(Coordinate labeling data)
(begin)

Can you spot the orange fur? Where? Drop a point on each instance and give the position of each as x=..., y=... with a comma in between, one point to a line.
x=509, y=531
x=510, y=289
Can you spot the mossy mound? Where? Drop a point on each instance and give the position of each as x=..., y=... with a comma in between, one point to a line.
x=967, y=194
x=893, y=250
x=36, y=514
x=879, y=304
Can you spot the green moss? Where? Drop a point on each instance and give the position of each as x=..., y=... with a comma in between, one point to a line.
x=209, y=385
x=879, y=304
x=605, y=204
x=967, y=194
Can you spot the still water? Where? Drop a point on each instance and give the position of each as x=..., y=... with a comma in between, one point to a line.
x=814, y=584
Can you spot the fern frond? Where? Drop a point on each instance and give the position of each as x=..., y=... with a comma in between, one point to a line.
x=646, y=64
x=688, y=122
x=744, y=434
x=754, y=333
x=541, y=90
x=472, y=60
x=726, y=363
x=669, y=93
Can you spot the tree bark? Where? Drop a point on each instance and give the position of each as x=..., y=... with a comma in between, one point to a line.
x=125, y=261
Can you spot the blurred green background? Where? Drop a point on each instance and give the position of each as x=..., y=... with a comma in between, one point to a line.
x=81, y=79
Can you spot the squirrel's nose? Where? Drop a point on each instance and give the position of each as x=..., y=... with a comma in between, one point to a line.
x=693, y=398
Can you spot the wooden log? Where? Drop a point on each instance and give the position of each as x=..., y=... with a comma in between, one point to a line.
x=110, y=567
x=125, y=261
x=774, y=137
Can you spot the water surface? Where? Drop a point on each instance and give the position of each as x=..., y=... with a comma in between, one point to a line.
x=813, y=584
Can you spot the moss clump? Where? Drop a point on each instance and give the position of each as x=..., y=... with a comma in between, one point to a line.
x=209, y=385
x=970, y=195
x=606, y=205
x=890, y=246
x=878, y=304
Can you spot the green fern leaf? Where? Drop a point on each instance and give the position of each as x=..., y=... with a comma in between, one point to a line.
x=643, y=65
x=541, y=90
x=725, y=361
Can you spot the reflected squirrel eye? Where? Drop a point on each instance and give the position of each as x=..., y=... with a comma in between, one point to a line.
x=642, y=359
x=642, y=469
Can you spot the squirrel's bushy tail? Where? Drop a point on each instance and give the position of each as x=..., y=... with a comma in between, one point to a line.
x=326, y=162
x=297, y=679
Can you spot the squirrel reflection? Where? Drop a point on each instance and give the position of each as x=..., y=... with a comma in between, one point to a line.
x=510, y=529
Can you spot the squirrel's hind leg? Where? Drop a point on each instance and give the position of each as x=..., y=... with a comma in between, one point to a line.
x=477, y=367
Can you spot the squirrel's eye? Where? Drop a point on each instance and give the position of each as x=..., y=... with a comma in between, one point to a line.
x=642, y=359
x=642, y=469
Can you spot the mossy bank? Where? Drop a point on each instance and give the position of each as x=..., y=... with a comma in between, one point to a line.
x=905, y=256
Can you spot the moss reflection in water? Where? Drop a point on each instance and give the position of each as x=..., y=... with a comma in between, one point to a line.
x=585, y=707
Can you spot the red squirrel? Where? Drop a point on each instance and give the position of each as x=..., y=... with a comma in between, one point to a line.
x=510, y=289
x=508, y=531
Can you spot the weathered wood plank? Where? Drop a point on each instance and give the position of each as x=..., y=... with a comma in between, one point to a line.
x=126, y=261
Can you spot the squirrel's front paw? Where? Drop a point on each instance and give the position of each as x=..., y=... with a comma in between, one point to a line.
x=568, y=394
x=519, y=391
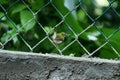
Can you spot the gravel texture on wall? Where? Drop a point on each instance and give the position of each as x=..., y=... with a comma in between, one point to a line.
x=33, y=66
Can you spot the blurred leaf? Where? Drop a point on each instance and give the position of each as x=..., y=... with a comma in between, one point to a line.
x=36, y=4
x=18, y=8
x=25, y=17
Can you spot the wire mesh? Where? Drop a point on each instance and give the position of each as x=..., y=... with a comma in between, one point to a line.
x=90, y=27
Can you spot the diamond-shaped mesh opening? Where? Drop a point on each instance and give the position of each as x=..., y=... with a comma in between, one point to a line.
x=75, y=28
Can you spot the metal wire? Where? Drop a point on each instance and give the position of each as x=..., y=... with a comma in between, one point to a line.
x=74, y=37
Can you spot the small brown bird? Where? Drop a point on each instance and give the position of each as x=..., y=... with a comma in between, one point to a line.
x=58, y=37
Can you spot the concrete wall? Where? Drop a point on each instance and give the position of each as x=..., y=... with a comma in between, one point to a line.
x=32, y=66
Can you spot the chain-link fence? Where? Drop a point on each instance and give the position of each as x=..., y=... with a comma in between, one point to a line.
x=65, y=27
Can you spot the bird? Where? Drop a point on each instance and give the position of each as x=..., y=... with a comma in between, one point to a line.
x=58, y=37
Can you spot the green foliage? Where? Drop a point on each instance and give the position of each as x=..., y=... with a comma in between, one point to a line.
x=33, y=18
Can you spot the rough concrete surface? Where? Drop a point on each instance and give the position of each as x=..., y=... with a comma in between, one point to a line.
x=32, y=66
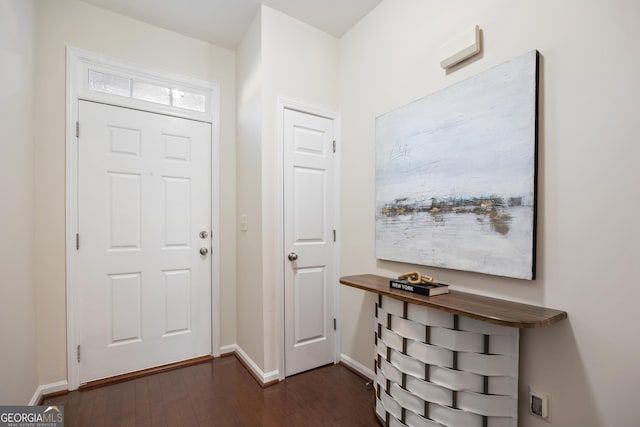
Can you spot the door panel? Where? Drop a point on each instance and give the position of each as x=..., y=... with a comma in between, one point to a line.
x=309, y=223
x=144, y=195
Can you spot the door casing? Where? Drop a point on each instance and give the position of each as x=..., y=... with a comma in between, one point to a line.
x=78, y=61
x=288, y=104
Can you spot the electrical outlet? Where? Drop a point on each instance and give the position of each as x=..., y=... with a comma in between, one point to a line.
x=539, y=404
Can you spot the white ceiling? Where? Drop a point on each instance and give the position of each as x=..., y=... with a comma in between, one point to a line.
x=223, y=22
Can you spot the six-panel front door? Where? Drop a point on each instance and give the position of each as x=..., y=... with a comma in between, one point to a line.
x=308, y=241
x=144, y=217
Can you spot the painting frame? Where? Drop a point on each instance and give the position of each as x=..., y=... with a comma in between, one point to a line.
x=456, y=174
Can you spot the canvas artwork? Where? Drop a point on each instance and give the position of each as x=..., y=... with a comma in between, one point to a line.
x=456, y=175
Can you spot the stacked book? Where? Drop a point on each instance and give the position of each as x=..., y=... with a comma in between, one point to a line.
x=426, y=290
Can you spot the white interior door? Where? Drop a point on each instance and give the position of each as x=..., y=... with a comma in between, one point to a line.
x=309, y=241
x=144, y=196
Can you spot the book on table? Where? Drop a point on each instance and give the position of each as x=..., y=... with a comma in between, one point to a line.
x=421, y=289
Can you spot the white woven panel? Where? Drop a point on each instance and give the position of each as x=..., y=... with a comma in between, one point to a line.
x=436, y=369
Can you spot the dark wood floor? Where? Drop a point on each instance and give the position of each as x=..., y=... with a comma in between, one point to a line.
x=223, y=393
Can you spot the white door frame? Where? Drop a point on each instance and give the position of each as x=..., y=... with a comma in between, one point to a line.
x=79, y=62
x=288, y=104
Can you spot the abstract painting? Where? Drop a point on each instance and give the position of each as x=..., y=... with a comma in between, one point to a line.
x=456, y=175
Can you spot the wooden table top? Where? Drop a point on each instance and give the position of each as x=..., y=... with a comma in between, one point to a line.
x=486, y=309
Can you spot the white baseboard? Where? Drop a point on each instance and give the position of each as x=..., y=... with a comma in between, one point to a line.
x=264, y=377
x=47, y=389
x=226, y=349
x=357, y=366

(end)

▸ **Stated task**
Write out every line of the material above as a JSON list of strings, one string per line, with blank lines skipped. Leave the pictures out of the answer.

▸ **Written solution**
[
  "Can you spot the orange fur? Where? Drop a point on each instance and give the position of each as x=..., y=... with a comma in between, one point to a line.",
  "x=509, y=531",
  "x=510, y=289",
  "Can you spot the mossy mound? Where? Drop a point on each instance and give the position of each as x=..., y=... with a comma in between, one point to a line.",
  "x=967, y=194",
  "x=893, y=250",
  "x=36, y=514",
  "x=879, y=304",
  "Can you spot the green moss? Where? Drop a point on each instance and give the position of each as x=..., y=... with a comma in between, one point to a line.",
  "x=209, y=385",
  "x=879, y=304",
  "x=605, y=204",
  "x=967, y=194",
  "Can you spot the still water? Where? Drop a point on each instance and give the position of each as x=..., y=... with a comma in between, one point to a line.",
  "x=814, y=584",
  "Can you spot the fern frond? Where? Drop a point on each instance and give the position of each as x=..., y=... with a comma in between, one point to a line.",
  "x=646, y=64",
  "x=688, y=122",
  "x=744, y=434",
  "x=754, y=333",
  "x=541, y=90",
  "x=472, y=60",
  "x=726, y=363",
  "x=669, y=93",
  "Can you spot the tree bark? Where? Drop a point on each instance and give the position of each as x=..., y=... with a comma in between, one point to a line.",
  "x=125, y=261",
  "Can you spot the blurred green background? Where? Drop a point on each instance and give the position of each as x=..., y=... with a comma in between, one point to a line.",
  "x=81, y=79",
  "Can you spot the squirrel's nose? Where? Drop a point on each instance and give the position of each as x=..., y=... with a comma in between, one point to a line.",
  "x=693, y=398",
  "Can you spot the wooden log? Where? Drop a point on each instance and give the position of each as x=..., y=... with a comma in between, one point to a line.",
  "x=110, y=567",
  "x=125, y=261",
  "x=774, y=137",
  "Can you spot the water surface? Where? Drop a point on each instance and give the position of each as x=..., y=... with a comma in between, one point to a line.",
  "x=813, y=584",
  "Can you spot the moss clump? Where? Drop a point on each instance and give the position of each as x=..., y=... with a comma in between, one point to a line.",
  "x=209, y=385",
  "x=970, y=195",
  "x=606, y=205",
  "x=890, y=246",
  "x=878, y=304",
  "Can you spot the green fern leaf? Where? Drop a point on each instance and give the position of each as x=..., y=... with a comma in between, one point to a line.",
  "x=643, y=65",
  "x=541, y=90",
  "x=725, y=361",
  "Can you spot the reflected squirrel eye? Where? Drop a point on each instance and give the position of each as x=..., y=... with a comma in between, one point to a line.",
  "x=642, y=359",
  "x=642, y=469",
  "Can you spot the squirrel's bushy tail? Where? Drop a point on each instance and give the position of each as x=..., y=... with a comma in between, one point to a line.",
  "x=326, y=162",
  "x=297, y=679",
  "Can you spot the squirrel reflection? Where? Drop a point on each instance and give the position of each as x=..., y=... with a comma in between, one point to a line.",
  "x=510, y=529",
  "Can you spot the squirrel's hind leg? Where? Drop a point on each instance and give the position of each as x=..., y=... with a comma in between, one point to a line.",
  "x=477, y=367",
  "Can you spot the squirrel's eye? Where? Drop a point on each instance and give the position of each as x=..., y=... with a comma in between, one point to a line.",
  "x=642, y=359",
  "x=642, y=469",
  "Can you spot the mossy bank? Where? Drop a point on each instance and give the position of each as x=..., y=... with a comma in between, one point to a line.",
  "x=905, y=256",
  "Can you spot the moss reflection in water? Where? Drop a point on each instance and give the position of each as x=..., y=... with a comma in between, one point to a line.",
  "x=585, y=707",
  "Can you spot the red squirrel? Where? Drop a point on each instance and give the position of each as x=..., y=... with a comma in between, one point to a line.",
  "x=510, y=289",
  "x=508, y=531",
  "Can you spot the weathered wood plank? Where? Drop a point on each instance and give the position of each as x=..., y=... with a comma in between, one point to a line.",
  "x=126, y=261",
  "Can you spot the squirrel's front paw? Where? Drop a point on each instance and give the position of each as x=..., y=... with a comma in between, one point to a line.",
  "x=568, y=394",
  "x=519, y=391",
  "Can you spot the gravel texture on wall? Where? Drop a point on each instance and give the position of each as x=..., y=... with a comma in between, one point to a line.",
  "x=33, y=66",
  "Can you spot the blurred leaf? Where? Drop a point on each instance and give the position of each as x=..., y=... with a comma in between, one point to a line.",
  "x=36, y=4",
  "x=18, y=8",
  "x=25, y=17",
  "Can you spot the wire mesh? Where? Drop a point on each instance and give the position of each as x=..., y=... with a comma in between, one point to a line.",
  "x=90, y=27",
  "Can you spot the diamond-shaped mesh opening? Where? Drop a point on each instance and give the position of each as x=..., y=... with a comma in between, one point to a line.",
  "x=75, y=28",
  "Can you spot the metal wire? Where? Drop a point on each instance and give the position of each as x=..., y=... with a comma in between, one point to a line.",
  "x=74, y=37",
  "Can you spot the small brown bird? Where? Drop a point on each instance and give the position of each as x=..., y=... with a comma in between, one point to a line.",
  "x=58, y=37",
  "Can you spot the concrete wall? Where? Drop a point on each instance and give the position of each as x=..., y=... with a comma in between, one point to a line.",
  "x=32, y=66",
  "Can you spot the chain-link fence? Where? Drop a point on each instance and give the position of each as x=..., y=... with a comma in between, one point to a line.",
  "x=65, y=27",
  "Can you spot the bird? Where? Drop a point on each instance and give the position of each as x=..., y=... with a comma in between, one point to a line.",
  "x=58, y=37",
  "Can you spot the green foliage? Where? Drop a point on each instance and give the position of each as x=..., y=... with a comma in between, one point to a line.",
  "x=33, y=18",
  "Can you spot the rough concrete surface? Where? Drop a point on each instance and give the position of each as x=..., y=... with a comma in between, one point to a line.",
  "x=32, y=66",
  "Can you spot the door panel? Where? Drop a point on each instance and give the position of each as x=..., y=... with a comma in between, one point to a line.",
  "x=309, y=223",
  "x=144, y=195",
  "Can you spot the door casing? Where? Drop a point on each instance and give the position of each as x=..., y=... with a comma in between, one point to a line.",
  "x=78, y=61",
  "x=288, y=104",
  "Can you spot the electrical outlet? Where? Drop a point on each instance and give the position of each as x=..., y=... with a comma in between, one point to a line.",
  "x=539, y=404",
  "Can you spot the white ceiling? Where? Drop a point on each instance and give the position of each as x=..., y=... with a comma in between, one point to a line.",
  "x=223, y=22",
  "Can you spot the six-panel front door? Where? Drop a point on each instance and give the position of each as x=..., y=... with a comma in between, one point to a line.",
  "x=308, y=241",
  "x=144, y=217",
  "Can you spot the painting frame? Where? Drop a point on each instance and give the position of each as x=..., y=... with a comma in between, one point to a line.",
  "x=456, y=174",
  "Can you spot the canvas artwork? Where? Drop a point on each instance and give the position of each as x=..., y=... with a comma in between, one point to a line.",
  "x=456, y=175",
  "Can you spot the stacked book? Where? Drop a point on each instance and give the position of each as x=..., y=... with a comma in between, one point to a line.",
  "x=426, y=290",
  "Can you spot the white interior door? Where? Drop a point on each instance and give the position of each as x=..., y=... with a comma in between, one point to a line.",
  "x=309, y=241",
  "x=144, y=196",
  "Can you spot the book on table? Where? Drop a point on each instance and give the position of each as x=..., y=... with a comma in between, one point to a line.",
  "x=421, y=289",
  "Can you spot the white woven panel? Where? Drop a point on each instance and give the position of each as x=..., y=... with a comma in between, one point to a line.",
  "x=436, y=369",
  "Can you spot the dark wood floor? Where? Drop a point on each instance and give the position of each as x=..., y=... with a comma in between, one point to a line.",
  "x=223, y=393",
  "Can you spot the white door frame? Where? Drop a point on each instance and give the position of each as x=..., y=... with a comma in between, one point to a line.",
  "x=79, y=62",
  "x=288, y=104",
  "Can you spot the abstract painting? Where? Drop a point on each instance and give the position of each as x=..., y=... with a comma in between, one point to a line.",
  "x=456, y=175",
  "Can you spot the wooden table top? Where? Drop a point on each instance and give the position of each as x=..., y=... with a comma in between, one point to a line.",
  "x=486, y=309",
  "Can you spot the white baseboard? Where? Drop a point on each instance and give the position of each as x=..., y=... with a comma in between, one point to a line.",
  "x=264, y=377",
  "x=47, y=389",
  "x=226, y=349",
  "x=357, y=366"
]